TEXT EXCERPT ::
===
This has led to unprecedented heat waves across the United States, Europe and Asia as many parts of the world are verging on uninhabitable. We’ve seen outbreaks of malaria in Texas and Florida and cholera in South Africa. And 2023 is set to be the worst dengue fever season on record.

We need to wake up to the fact that climate change is driving a vicious cycle of extreme weather conditions that are killing people. Without a doubt, the climate crisis is also a health crisis.

One in four deaths today is because of a preventable environmental cause. Each year, 7 million people die from air pollution — surpassing the global death toll of the COVID-19 pandemic — while extreme heat kills another 5 million people annually. Over the next decade, we will see an additional 250,000 deaths per year due to climate change.

We are woefully unprepared. The impacts of climate change on our health will not only lead to death and injury but also will overwhelm our health systems, leading to disruptions in services, and they will exacerbate inequities and fuel a cycle of poor health, poverty and instability.

Just look at our recent history. We have recently emerged from a global pandemic, which served as a canary in the coal mine. The rise in global disease burden led to collapse of our systems. While 90% of countries saw disruptions in almost every health service during the pandemic, the global economy lost trillions of dollars, and we lost progress with around 100 million people falling into poverty. Despite our pandemic fatigue, we cannot pretend that climate change is anything but our biggest health crisis to date. And we are still not ready.
===
STORED DATA ::
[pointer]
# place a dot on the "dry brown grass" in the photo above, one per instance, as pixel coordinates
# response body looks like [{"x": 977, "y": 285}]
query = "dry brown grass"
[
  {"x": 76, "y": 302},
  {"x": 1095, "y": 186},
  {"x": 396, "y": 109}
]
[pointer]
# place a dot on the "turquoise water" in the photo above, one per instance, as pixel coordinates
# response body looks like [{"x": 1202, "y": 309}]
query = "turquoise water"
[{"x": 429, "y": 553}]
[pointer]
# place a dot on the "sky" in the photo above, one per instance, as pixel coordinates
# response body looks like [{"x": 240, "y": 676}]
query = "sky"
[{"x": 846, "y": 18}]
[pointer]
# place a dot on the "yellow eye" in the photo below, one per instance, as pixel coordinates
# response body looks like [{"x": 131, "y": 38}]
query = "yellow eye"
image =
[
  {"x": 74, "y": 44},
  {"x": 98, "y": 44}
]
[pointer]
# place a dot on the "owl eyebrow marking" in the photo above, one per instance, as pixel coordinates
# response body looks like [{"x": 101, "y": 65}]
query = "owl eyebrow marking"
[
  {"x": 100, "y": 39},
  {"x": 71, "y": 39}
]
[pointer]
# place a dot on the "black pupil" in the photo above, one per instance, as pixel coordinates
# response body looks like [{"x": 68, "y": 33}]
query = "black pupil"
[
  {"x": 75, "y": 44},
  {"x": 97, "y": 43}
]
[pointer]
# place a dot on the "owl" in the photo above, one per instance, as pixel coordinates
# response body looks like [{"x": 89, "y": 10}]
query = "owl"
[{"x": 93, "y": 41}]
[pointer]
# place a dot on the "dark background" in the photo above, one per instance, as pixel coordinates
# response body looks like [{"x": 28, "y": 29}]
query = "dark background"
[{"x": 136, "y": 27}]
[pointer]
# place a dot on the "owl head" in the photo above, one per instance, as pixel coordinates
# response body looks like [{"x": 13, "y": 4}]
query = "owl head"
===
TASKS TO CARRY OUT ::
A: Can you summarize the excerpt on climate change and health in two sentences?
B: Answer these questions about the excerpt on climate change and health:
(i) Which disease is 2023 set to have its worst season on record?
(ii) How many people die from air pollution each year?
(iii) What share of countries saw disruptions in almost every health service during the pandemic?
C: Could you reproduce the excerpt on climate change and health word for word, from "We need to wake" up to and including "a health crisis."?

RESPONSES FOR EACH TASK ::
A: Climate change is driving a vicious cycle of extreme weather that is killing people, making the climate crisis also a health crisis, with air pollution and extreme heat already causing millions of deaths each year. The world is woefully unprepared: the recent pandemic led to the collapse of health systems and pushed around 100 million people into poverty.

B:
(i) Dengue fever
(ii) 7 million
(iii) 90%

C:
We need to wake up to the fact that climate change is driving a vicious cycle of extreme weather conditions that are killing people. Without a doubt, the climate crisis is also a health crisis.